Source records
################
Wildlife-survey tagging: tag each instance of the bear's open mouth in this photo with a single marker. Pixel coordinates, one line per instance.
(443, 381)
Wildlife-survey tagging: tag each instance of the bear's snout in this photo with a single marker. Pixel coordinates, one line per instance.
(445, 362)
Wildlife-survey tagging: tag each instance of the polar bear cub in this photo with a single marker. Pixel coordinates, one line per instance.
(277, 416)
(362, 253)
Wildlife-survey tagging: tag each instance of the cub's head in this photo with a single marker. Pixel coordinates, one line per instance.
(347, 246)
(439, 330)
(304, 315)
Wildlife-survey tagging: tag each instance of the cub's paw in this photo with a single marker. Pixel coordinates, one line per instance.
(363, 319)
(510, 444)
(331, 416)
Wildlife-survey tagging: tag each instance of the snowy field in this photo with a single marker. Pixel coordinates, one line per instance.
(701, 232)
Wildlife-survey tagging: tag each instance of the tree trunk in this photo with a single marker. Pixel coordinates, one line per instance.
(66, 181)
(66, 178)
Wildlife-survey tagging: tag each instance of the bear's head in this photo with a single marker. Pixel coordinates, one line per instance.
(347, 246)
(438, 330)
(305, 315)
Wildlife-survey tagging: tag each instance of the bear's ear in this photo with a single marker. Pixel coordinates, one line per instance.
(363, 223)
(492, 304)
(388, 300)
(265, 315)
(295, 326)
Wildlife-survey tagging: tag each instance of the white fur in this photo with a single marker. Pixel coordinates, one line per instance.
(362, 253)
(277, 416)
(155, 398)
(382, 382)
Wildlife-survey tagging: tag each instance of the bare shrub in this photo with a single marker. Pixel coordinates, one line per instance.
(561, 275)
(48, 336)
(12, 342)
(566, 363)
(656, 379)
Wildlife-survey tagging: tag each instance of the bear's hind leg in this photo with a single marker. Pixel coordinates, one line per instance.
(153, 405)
################
EXERCISE DESCRIPTION
All the entries are to be set down exactly as they appear.

SOLUTION FOR THIS EXERCISE
Wildlife-survey tagging: tag each instance of the bear's open mouth in this photo with a single marker. Pixel coordinates, one line per instance.
(443, 381)
Wildlife-survey tagging: tag each instance of the bear's snout in this photo with a single marker. Pixel coordinates, one line per instance.
(445, 362)
Wildlife-survey tagging: tag each instance of the polar bear cub in this photo with a single marker. Pixel coordinates, one line per instance.
(277, 416)
(362, 253)
Wildlife-survey tagging: tag each instance of the cub's head in this photo with a single marker. Pixel coordinates, one line per instance.
(347, 246)
(439, 330)
(304, 315)
Wildlife-survey tagging: tag each instance of the cub's paw in this photo with a single marker. Pixel coordinates, one line per instance.
(363, 319)
(510, 444)
(331, 416)
Wildlife-survey tagging: tag each instance of the snowy field in this photo with a single marker. Pixel coordinates, one line per instance.
(701, 232)
Wildlife-survey tagging: tag each instance of the tree trunk in this photo with a single marker. Pixel coordinates, one line per instance.
(66, 181)
(66, 178)
Wildlife-survey tagging: tag each instance of the bear's head in this photo with a single marker. Pixel coordinates, one line per instance.
(347, 246)
(438, 330)
(305, 315)
Wildlife-survey tagging: tag each instance of the bear's ear in this photo with a single marker. Pixel coordinates, one line per instance.
(363, 223)
(492, 304)
(388, 300)
(265, 315)
(295, 326)
Wildlife-survey tagging: tag each instance of the white fur in this photo with a single marker. Pixel coordinates, one line per instance.
(362, 253)
(277, 416)
(155, 398)
(382, 382)
Wildlife-survey tagging: tag each instance of the bare shrub in this photo with a single marker. Pixel coordinates, one line per instance.
(561, 275)
(48, 336)
(12, 342)
(566, 363)
(656, 379)
Wildlife-survey tagging: tag each instance of the bear's hind leg in this photo with a single marker. Pixel coordinates, one line per instance.
(153, 405)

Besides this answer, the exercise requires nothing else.